====== Document section ======
Characteristics of Classification Trees - Hierarchical Nature of Classification Trees
Breiman et al. (1984) give a number of examples of the use of classification trees. As one example, when heart attack patients are admitted to a hospital, dozens of tests are often performed to obtain physiological measures such as heart rate, blood pressure, and so on. A wide variety of other information is also obtained, such as the patient's age and medical history. Patients subsequently can be tracked to see if they survive the heart attack, say, at least 30 days.
It would be useful in developing treatments for heart attack patients, and in advancing medical theory on heart failure, if measurements taken soon after hospital admission could be used to identify high-risk patients (those who are not likely to survive at least 30 days). One classification tree that Breiman et al. (1984) developed to address this problem was a simple, three question decision tree. Verbally, the binary classification tree can be described by the statement, "If the patient's minimum systolic blood pressure over the initial 24-hour period is greater than 91, then if the patient's age is over 62.5 years, then if the patient displays sinus tachycardia, then and only then the patient is predicted not to survive for at least 30 days."
====== Dataset extract ======
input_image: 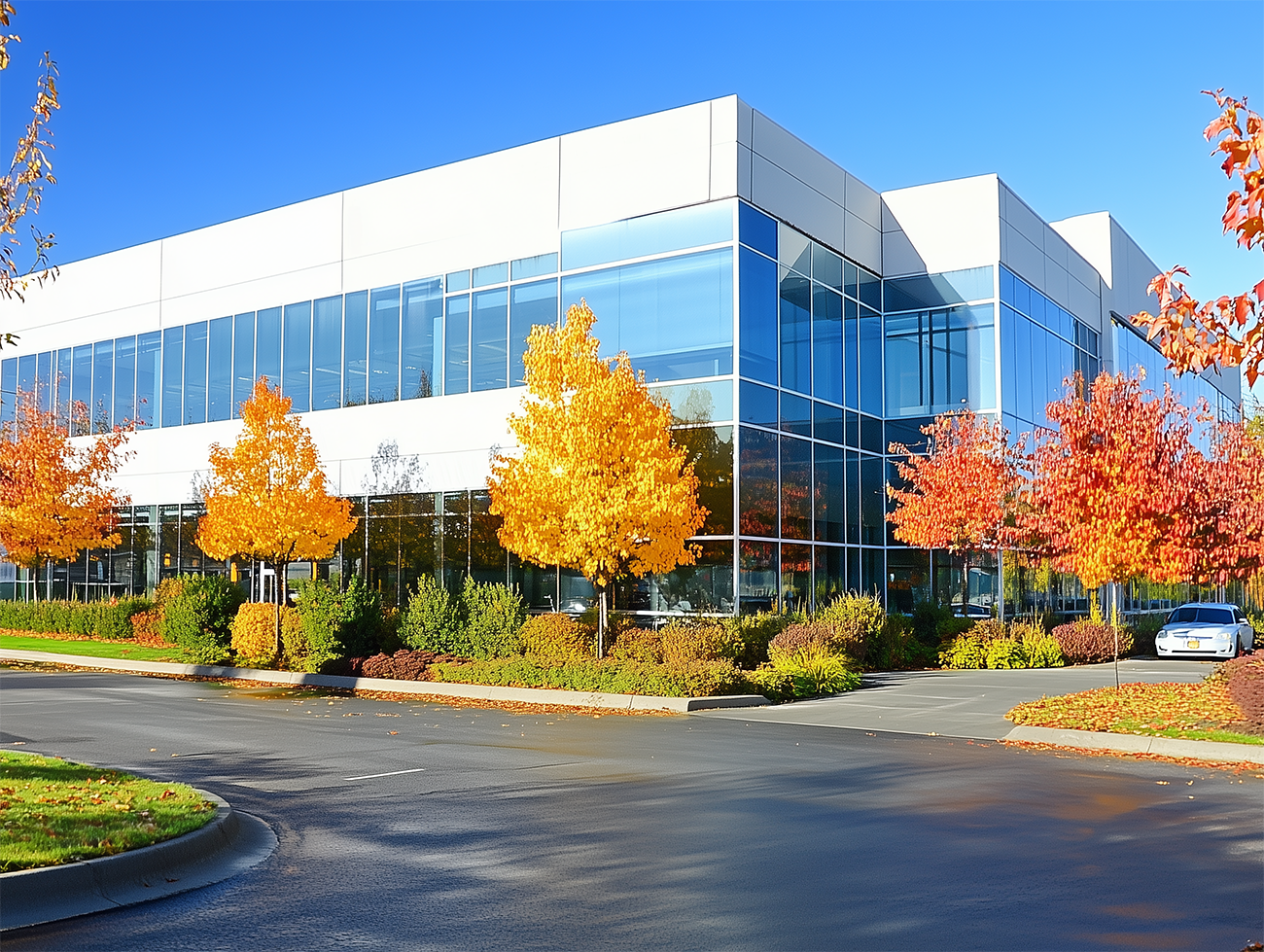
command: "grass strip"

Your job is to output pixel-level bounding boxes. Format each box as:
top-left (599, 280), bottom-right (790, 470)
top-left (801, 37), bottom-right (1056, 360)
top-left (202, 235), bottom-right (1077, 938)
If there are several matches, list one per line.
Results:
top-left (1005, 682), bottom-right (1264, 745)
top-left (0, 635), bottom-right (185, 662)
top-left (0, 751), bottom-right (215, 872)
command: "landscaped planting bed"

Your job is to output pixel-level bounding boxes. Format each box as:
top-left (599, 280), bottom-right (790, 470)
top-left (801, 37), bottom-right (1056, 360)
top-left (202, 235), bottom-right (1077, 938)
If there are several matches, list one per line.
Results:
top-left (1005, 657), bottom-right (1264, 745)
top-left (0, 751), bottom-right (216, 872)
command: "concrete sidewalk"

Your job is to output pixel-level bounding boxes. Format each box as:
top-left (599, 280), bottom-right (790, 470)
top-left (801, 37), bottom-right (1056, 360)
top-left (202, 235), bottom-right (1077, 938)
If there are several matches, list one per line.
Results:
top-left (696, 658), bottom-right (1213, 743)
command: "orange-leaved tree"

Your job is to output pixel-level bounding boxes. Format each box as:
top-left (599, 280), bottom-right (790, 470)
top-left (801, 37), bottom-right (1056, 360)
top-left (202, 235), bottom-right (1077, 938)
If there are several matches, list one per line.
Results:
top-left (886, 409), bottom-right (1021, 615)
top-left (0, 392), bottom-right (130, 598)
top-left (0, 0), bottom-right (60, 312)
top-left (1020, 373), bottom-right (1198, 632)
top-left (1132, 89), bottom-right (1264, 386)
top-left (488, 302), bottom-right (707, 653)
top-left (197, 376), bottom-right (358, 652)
======
▶ Instructions for the task
Rewrite the classification trees text from "Characteristics of Classification" to "say, at least 30 days.", substituting "myocardial infarction" for every "heart attack".

▶ Response
Characteristics of Classification Trees - Hierarchical Nature of Classification Trees
Breiman et al. (1984) give a number of examples of the use of classification trees. As one example, when myocardial infarction patients are admitted to a hospital, dozens of tests are often performed to obtain physiological measures such as heart rate, blood pressure, and so on. A wide variety of other information is also obtained, such as the patient's age and medical history. Patients subsequently can be tracked to see if they survive the myocardial infarction, say, at least 30 days.